### GIVEN TASK
Copy out every line in the entries below that has the word "dirt" in it. Only count it where the upper and lower case match.

### EXTRACTED RECORDS
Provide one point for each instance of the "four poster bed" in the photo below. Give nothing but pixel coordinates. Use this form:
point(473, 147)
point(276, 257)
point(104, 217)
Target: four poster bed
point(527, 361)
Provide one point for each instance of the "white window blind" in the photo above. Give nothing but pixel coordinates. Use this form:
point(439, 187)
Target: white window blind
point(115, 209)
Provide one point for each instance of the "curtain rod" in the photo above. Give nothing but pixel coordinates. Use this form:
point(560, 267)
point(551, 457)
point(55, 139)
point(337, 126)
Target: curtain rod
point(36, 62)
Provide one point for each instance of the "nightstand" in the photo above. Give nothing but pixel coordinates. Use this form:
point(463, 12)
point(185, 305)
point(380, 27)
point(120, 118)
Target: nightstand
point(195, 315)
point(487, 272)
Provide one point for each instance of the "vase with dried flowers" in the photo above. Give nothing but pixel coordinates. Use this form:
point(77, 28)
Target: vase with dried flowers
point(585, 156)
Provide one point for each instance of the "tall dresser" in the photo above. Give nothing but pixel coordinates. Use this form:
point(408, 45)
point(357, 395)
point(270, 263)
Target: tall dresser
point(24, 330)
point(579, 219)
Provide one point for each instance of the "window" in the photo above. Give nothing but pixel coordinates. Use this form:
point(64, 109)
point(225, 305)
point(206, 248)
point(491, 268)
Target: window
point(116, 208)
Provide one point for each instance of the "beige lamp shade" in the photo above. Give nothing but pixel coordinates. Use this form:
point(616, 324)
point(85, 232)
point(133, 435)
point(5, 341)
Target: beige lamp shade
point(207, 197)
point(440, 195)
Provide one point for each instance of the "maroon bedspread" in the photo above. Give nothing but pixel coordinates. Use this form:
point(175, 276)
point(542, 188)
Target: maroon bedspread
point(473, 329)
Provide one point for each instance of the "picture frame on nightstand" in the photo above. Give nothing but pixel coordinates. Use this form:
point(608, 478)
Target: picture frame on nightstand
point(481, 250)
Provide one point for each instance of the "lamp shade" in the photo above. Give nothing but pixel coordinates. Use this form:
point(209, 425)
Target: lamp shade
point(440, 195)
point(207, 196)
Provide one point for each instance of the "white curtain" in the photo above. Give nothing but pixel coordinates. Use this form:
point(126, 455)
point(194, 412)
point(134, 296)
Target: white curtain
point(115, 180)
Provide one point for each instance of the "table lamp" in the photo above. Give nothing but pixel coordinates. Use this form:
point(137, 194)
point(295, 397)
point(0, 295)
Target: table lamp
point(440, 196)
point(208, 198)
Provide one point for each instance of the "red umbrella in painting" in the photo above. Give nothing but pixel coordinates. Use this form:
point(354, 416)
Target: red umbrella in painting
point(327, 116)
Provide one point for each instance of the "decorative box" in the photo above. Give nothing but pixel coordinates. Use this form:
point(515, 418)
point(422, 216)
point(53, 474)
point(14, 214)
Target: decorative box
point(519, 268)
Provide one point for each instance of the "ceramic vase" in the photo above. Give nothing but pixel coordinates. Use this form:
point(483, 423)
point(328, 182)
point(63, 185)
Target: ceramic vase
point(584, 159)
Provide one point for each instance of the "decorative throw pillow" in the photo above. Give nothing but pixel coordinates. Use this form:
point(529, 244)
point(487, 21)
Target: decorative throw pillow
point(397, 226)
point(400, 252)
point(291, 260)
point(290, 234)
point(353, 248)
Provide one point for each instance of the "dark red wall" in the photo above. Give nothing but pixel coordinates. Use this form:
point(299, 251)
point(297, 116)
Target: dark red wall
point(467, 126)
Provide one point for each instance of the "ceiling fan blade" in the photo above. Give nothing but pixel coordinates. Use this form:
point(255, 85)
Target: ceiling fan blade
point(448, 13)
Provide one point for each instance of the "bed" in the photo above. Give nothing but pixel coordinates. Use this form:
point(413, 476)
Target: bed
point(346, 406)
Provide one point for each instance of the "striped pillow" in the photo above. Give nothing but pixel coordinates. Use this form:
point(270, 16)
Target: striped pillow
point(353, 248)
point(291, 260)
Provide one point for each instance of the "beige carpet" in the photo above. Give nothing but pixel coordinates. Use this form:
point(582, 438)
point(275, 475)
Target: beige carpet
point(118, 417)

==

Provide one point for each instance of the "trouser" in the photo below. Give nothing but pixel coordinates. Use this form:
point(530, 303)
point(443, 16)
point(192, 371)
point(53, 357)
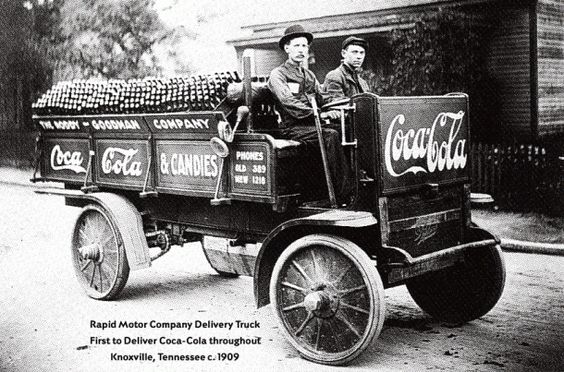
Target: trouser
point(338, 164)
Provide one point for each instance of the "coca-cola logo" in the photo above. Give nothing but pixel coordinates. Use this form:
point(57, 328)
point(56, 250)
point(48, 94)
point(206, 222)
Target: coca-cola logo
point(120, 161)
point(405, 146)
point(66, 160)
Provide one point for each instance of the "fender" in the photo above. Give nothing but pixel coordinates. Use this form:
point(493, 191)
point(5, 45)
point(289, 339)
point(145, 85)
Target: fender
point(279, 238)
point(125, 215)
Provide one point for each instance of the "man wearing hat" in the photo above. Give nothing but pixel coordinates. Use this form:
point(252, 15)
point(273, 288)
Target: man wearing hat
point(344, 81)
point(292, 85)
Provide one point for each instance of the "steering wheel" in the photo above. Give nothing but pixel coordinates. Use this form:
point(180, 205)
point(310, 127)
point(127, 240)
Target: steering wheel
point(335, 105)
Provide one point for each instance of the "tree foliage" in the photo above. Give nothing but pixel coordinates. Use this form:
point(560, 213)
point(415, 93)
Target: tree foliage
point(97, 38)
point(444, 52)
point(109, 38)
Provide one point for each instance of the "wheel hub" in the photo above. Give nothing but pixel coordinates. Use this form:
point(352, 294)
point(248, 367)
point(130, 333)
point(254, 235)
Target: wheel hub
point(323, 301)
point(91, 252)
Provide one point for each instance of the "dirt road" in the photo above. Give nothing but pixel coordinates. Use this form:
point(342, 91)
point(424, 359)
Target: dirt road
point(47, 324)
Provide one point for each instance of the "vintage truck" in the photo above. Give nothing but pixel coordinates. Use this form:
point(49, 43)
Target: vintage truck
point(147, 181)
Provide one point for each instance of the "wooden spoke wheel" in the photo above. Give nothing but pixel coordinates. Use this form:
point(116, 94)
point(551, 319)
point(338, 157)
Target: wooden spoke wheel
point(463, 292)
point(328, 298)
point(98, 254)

==

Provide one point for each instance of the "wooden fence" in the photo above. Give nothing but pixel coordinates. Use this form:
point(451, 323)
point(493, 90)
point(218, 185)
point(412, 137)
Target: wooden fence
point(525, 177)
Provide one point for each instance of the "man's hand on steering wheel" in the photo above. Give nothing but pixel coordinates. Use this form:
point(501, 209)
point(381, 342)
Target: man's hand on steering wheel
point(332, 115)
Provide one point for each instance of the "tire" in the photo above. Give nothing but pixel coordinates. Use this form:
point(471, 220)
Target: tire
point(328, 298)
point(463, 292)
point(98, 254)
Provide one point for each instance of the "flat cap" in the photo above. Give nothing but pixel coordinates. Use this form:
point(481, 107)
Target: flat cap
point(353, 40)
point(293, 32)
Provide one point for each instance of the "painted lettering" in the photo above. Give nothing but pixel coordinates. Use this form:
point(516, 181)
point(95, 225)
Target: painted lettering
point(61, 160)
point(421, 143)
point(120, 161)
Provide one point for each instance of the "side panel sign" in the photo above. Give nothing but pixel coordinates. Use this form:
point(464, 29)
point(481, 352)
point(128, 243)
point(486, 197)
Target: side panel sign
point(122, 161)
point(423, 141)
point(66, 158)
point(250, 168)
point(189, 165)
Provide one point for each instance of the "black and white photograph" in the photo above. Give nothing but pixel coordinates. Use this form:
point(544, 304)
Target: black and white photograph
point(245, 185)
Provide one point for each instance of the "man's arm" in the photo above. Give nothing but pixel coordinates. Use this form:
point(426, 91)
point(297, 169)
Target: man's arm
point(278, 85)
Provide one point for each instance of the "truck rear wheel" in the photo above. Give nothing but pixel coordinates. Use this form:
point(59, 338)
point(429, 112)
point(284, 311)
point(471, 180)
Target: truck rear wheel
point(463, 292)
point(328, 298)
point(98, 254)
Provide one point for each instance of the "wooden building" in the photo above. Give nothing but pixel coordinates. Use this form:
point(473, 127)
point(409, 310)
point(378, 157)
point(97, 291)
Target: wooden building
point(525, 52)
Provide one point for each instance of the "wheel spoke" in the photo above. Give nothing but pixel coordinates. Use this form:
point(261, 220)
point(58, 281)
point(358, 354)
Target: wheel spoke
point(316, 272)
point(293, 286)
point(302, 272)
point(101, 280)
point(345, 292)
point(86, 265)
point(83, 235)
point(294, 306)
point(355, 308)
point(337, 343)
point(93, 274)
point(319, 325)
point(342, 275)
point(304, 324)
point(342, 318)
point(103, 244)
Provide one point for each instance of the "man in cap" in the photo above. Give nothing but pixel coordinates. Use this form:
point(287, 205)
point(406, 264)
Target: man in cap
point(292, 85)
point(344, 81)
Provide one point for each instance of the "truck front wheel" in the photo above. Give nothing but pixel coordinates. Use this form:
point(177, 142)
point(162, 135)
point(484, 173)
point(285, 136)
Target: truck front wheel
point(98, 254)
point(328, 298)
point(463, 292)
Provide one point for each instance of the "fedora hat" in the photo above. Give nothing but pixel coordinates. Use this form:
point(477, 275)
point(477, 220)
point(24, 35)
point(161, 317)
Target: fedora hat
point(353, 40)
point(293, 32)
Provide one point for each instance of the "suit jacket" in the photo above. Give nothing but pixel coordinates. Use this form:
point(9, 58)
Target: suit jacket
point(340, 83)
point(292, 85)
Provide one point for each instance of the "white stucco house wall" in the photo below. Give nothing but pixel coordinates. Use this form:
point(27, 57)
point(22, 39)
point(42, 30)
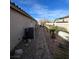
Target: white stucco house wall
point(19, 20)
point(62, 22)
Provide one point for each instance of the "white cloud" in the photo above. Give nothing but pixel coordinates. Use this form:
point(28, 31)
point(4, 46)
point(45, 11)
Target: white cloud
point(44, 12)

### ANSWER BELOW
Provide one point for each instance of the "dirt road" in the photo above. Give nothing but pixel coordinates. Use this form:
Target: dirt road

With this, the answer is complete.